◆ Instructions to follow:
Which lines below contain the word "white"? Copy out each of them, treating uppercase and lowercase as different.

— Start of Supplied material —

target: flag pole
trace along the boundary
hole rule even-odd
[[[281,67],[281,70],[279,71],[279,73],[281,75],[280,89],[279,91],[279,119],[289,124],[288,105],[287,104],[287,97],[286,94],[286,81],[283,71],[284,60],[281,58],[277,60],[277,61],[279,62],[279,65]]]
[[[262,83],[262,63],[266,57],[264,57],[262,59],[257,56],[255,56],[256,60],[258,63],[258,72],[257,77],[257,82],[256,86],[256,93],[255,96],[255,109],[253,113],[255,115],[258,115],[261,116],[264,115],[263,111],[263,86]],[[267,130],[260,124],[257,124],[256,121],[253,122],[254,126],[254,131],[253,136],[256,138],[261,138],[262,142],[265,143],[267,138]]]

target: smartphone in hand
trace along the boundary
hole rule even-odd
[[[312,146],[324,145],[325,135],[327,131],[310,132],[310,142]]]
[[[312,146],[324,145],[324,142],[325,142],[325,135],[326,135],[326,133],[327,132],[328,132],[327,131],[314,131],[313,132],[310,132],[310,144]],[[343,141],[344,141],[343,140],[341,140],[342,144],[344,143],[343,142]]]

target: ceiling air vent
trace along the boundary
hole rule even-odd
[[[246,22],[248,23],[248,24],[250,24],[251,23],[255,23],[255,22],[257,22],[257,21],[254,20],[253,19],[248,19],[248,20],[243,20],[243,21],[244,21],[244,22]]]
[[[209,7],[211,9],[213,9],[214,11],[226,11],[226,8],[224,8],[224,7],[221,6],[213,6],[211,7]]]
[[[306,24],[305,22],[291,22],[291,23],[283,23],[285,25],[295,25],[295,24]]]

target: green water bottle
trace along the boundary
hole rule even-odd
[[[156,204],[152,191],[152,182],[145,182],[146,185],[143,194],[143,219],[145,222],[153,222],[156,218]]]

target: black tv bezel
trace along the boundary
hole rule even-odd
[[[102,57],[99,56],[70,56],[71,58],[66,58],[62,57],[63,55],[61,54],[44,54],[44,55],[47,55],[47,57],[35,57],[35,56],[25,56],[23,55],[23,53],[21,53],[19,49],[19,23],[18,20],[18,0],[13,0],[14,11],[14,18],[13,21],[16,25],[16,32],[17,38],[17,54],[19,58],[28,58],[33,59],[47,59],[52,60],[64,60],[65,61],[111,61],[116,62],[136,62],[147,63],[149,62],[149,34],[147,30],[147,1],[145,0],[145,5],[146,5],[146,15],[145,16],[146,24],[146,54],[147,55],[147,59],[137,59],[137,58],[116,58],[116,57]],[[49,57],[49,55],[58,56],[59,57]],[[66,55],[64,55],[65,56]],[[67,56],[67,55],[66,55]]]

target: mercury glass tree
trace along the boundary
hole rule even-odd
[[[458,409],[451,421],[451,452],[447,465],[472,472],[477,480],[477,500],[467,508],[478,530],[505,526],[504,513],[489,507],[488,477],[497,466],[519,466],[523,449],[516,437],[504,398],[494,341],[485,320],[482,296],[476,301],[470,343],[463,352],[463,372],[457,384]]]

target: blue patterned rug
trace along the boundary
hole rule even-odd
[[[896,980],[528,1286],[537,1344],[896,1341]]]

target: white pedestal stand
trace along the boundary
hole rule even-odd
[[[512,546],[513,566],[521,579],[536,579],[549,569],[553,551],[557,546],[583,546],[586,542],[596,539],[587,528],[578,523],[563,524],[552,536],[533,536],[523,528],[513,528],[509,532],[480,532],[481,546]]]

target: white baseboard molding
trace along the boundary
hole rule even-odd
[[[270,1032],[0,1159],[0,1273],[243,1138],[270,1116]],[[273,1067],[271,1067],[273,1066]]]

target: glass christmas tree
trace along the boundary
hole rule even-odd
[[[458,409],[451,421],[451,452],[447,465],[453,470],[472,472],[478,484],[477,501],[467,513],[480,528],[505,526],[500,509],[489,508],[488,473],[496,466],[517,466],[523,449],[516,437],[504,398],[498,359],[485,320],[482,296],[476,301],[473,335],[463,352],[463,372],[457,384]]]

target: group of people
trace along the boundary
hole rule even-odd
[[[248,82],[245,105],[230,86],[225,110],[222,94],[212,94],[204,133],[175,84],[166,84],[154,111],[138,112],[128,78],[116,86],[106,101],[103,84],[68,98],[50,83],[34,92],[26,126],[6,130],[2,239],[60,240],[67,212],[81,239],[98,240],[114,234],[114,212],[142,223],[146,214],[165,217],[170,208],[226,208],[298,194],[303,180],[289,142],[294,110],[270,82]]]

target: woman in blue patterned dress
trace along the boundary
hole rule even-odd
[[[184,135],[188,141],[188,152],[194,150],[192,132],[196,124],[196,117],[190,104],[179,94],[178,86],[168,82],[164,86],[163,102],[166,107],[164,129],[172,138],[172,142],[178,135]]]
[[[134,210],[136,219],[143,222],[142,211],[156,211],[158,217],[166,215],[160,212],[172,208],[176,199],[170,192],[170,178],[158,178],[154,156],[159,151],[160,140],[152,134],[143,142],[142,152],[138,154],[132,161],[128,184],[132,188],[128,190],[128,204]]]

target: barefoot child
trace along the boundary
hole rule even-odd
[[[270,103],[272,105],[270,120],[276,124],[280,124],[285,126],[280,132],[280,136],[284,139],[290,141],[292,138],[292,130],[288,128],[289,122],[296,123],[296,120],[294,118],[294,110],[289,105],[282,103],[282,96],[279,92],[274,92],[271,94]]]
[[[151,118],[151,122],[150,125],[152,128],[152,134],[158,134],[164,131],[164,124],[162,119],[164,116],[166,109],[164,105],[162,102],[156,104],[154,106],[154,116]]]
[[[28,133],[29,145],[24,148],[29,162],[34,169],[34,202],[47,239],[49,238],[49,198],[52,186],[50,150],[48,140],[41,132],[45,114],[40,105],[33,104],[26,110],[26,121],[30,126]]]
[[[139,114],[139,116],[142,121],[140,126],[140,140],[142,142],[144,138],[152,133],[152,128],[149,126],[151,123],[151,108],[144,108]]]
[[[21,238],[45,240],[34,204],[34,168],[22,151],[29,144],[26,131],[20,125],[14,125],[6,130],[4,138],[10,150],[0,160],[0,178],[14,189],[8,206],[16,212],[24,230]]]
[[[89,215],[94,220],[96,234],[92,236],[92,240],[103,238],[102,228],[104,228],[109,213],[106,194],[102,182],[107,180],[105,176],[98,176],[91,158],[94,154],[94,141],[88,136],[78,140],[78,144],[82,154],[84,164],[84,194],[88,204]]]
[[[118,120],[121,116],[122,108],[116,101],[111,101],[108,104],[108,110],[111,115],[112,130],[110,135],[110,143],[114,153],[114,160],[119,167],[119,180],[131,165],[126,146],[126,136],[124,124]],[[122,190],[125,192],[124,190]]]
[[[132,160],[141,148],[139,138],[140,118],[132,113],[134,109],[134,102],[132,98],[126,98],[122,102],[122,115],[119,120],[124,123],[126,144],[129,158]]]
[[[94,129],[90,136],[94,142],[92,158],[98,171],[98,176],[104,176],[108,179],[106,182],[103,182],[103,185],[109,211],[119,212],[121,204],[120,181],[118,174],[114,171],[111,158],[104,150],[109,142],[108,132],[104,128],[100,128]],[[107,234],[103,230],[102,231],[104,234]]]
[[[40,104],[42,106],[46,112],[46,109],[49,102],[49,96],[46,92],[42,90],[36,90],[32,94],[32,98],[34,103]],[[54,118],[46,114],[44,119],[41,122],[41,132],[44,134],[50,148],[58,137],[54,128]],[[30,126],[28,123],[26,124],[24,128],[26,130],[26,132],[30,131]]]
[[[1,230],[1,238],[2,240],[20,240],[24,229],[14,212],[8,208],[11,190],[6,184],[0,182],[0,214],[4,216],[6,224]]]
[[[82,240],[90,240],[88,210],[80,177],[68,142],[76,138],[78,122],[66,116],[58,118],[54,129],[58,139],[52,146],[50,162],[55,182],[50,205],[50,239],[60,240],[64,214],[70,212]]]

— End of Supplied material —

◆ Output of the exercise:
target: white pedestal stand
target: white baseboard molding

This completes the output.